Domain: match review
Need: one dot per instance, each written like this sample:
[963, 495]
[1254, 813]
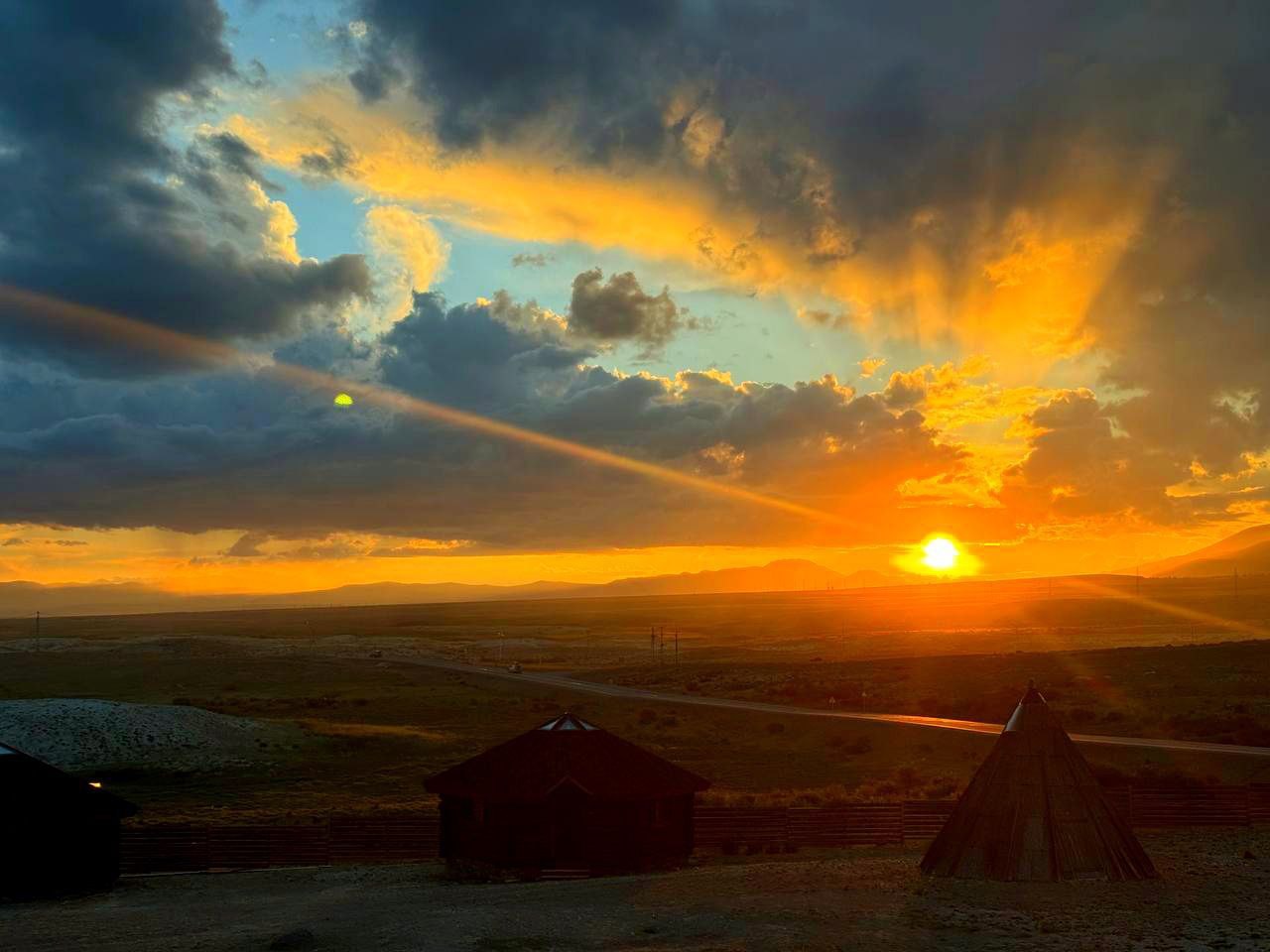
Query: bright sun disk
[940, 553]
# # # #
## PROBLEM REQUIREMENTS
Print the material word for word without images.

## RESULT OF THE EXERCISE
Domain: match review
Need: one dot per instance, each written like this sample:
[963, 495]
[1254, 813]
Query: bright sun disk
[940, 553]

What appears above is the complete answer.